> Text
Resources Module

This module detects and returns system resources

class resources.resources.Resources(top_level_dir=None, central_mode=False, zero_resource_workers=[], allow_oversubscribe=False, launcher=None, cores_on_node=None, node_file=None, nodelist_env_slurm=None, nodelist_env_cobalt=None, nodelist_env_lsf=None, nodelist_env_lsf_shortform=None)

Provides system resources to libEnsemble and executor.

This is intialized when the executor is created with auto_resources set to true.

Object Attributes:

These are set on initialization.

Variables
  • top_level_dir (string) – Directory where searches for node_list file

  • central_mode (boolean) – If true, then running in central mode; otherwise distributed

  • env_resources (EnvResources) – An object storing environment variables used by resources

  • global_nodelist (list) – A list of all nodes available for running user applications

  • logical_cores_avail_per_node (int) – Logical cores (including SMT threads) available on a node

  • physical_cores_avail_per_node (int) – Physical cores available on a node

  • worker_resources (WorkerResources) – An object that can contain worker specific resources

__init__(top_level_dir=None, central_mode=False, zero_resource_workers=[], allow_oversubscribe=False, launcher=None, cores_on_node=None, node_file=None, nodelist_env_slurm=None, nodelist_env_cobalt=None, nodelist_env_lsf=None, nodelist_env_lsf_shortform=None)

Initializes a new Resources instance

Determines the compute resources available for current allocation, including node list and cores/hardware threads available within nodes.

Parameters
  • top_level_dir (string, optional) – Directory libEnsemble runs in (default is current working directory)

  • central_mode (boolean, optional) – If true, then running in central mode, otherwise distributed. Central mode means libE processes (manager and workers) are grouped together and do not share nodes with applications. Distributed mode means Workers share nodes with applications.

  • zero_resource_workers (list of ints, optional) – List of workers that require no resources.

  • allow_oversubscribe (boolean, optional) – If false, then resources will raise an error if task process counts exceed the CPUs available to the worker, as detected by auto_resources. Larger node counts will always raise an error. When auto_resources is off, this argument is ignored.

  • launcher (String, optional) – The name of the job launcher, such as mpirun or aprun. This may be used to obtain intranode information by launching a probing job onto the compute nodes. If not present, the local node will be used to obtain this information.

  • cores_on_node (tuple (int,int), optional) – If supplied gives (physical cores, logical cores) for the nodes. If not supplied, this will be auto-detected.

Location annotation dataset excerpts
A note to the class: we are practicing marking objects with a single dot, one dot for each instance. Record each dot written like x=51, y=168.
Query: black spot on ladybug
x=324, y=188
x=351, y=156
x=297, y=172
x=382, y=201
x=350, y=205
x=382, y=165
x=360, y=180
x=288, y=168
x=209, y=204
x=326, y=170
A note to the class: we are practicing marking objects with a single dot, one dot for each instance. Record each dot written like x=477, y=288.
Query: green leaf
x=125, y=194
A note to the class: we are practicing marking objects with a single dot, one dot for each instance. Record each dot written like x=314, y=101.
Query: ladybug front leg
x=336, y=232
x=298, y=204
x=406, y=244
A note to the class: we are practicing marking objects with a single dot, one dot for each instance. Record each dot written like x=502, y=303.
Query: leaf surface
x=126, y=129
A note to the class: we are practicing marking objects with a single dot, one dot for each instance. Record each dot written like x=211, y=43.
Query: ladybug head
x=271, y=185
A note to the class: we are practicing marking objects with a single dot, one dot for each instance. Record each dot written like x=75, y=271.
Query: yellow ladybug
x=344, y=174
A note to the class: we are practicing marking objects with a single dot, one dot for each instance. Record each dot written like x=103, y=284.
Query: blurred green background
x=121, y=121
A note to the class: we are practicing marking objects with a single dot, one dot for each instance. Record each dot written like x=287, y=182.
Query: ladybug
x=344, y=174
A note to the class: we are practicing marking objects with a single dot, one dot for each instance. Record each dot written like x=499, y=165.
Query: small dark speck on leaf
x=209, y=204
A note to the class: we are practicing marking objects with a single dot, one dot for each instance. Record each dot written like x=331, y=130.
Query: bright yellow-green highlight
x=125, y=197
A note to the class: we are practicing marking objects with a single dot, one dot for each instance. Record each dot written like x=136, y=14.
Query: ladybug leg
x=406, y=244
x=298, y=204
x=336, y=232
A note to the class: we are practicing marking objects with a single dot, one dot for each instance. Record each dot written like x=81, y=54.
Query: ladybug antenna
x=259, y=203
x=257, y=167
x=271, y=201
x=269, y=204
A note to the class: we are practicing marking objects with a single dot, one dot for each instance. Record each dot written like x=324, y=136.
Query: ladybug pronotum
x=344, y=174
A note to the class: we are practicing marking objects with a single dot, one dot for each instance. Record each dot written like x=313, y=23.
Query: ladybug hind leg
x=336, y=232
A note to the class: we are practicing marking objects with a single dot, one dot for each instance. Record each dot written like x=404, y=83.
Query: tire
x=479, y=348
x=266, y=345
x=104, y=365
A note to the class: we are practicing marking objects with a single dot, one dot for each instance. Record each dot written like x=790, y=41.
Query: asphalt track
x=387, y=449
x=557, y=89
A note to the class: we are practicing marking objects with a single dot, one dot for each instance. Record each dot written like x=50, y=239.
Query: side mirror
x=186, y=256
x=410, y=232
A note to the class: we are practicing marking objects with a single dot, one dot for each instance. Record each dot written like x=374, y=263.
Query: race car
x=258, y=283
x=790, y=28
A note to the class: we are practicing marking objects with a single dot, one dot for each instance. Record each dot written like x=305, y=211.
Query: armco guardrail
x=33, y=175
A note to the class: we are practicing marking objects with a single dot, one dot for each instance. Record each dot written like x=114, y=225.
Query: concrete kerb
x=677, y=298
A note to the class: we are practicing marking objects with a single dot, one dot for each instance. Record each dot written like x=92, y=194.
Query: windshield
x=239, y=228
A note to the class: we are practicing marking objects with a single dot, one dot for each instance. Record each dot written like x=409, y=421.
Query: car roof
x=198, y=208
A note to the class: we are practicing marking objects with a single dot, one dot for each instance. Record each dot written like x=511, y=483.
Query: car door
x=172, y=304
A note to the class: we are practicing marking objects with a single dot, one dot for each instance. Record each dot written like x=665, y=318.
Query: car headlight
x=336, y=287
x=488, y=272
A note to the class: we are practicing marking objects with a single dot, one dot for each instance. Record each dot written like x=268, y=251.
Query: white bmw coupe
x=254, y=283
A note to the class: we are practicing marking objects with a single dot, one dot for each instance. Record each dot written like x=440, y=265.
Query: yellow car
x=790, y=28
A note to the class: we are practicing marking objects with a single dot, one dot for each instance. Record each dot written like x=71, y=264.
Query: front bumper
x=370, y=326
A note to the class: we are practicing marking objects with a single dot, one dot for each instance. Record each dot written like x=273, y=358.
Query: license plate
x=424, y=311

> Objectives
**A)** Decide whether each statement agrees with the Resources module documentation. Answer yes or no for each, and quote the deciding words of that documentation: (i) In central mode, workers share nodes with applications. (ii) If cores_on_node is not supplied, its values are auto-detected. (iii) The allow_oversubscribe argument is ignored when auto_resources is off.
**B)** Carry the Resources module documentation forward from its final sentence.
You can complete everything here without the lines.

> Answers provided
**A)**
(i) No: "Central mode means libE processes (manager and workers) are grouped together and do not share nodes with applications."
(ii) Yes: "If not supplied, this will be auto-detected."
(iii) Yes: "When auto_resources is off, this argument is ignored."

**B)**
  • node_file (String, optional) – If supplied, give the name of a file in the run directory to use as a node-list for use by libEnsemble. Defaults to a file named ‘node_list’. If the file does not exist, then the node-list will be auto-detected.

  • nodelist_env_slurm (String, optional) – The environment variable giving a node list in Slurm format (Default: uses SLURM_NODELIST). Note: This is queried only if a node_list file is not provided and auto_resources=True.

  • nodelist_env_cobalt (String, optional) – The environment variable giving a node list in Cobalt format (Default: uses COBALT_PARTNAME). Note: This is queried only if a node_list file is not provided and auto_resources=True.

  • nodelist_env_lsf (String, optional) – The environment variable giving a node list in LSF format (Default: uses LSB_HOSTS). Note: This is queried only if a node_list file is not provided and auto_resources=True.

  • nodelist_env_lsf_shortform (String, optional) – The environment variable giving a node list in LSF short-form format (Default: uses LSB_MCPU_HOSTS) Note: This is only queried if a node_list file is not provided and auto_resources=True.

add_comm_info(libE_nodes)

Adds comms-specific information to resources

Removes libEnsemble nodes from nodelist if in central_mode.

static get_MPI_variant()

Returns MPI base implementation

Returns

mpi_variant – MPI variant ‘aprun’ or ‘jsrun’ or ‘mpich’ or ‘openmpi’

Return type

string:

static is_nodelist_shortnames(nodelist)

Returns True if any entry contains a ‘.’, else False

static remove_nodes(global_nodelist_in, remove_list)

Removes any nodes in remove_list from the global nodelist

static best_split(a, n)

Creates the most even split of list a into n parts and return list of lists

static get_global_nodelist(node_file='node_list', rundir=None, env_resources=None)

Returns the list of nodes available to all libEnsemble workers.

If a node_file exists this is used, otherwise the environment is interrogated for a node list. If a dedicated manager node is used, then a node_file is recommended.

In central mode, any node with a libE worker is removed from the list.

class resources.resources.WorkerResources(workerID, comm, resources)

Provide system resources per worker to libEnsemble and executor.

Object Attributes:

These are set on initialisation.

Variables
  • num_workers (int) – Total number of workers

  • workerID (int) – workerID

  • local_nodelist (list) – A list of all nodes assigned to this worker

  • local_node_count (int) – The number of nodes available to this worker (rounded up to whole number)

  • workers_per_node (int) – The number of workers per node (if using subnode workers)

__init__(workerID, comm, resources)

Initializes a new WorkerResources instance

Determines the compute resources available for current worker, including node list and cores/hardware threads available within nodes.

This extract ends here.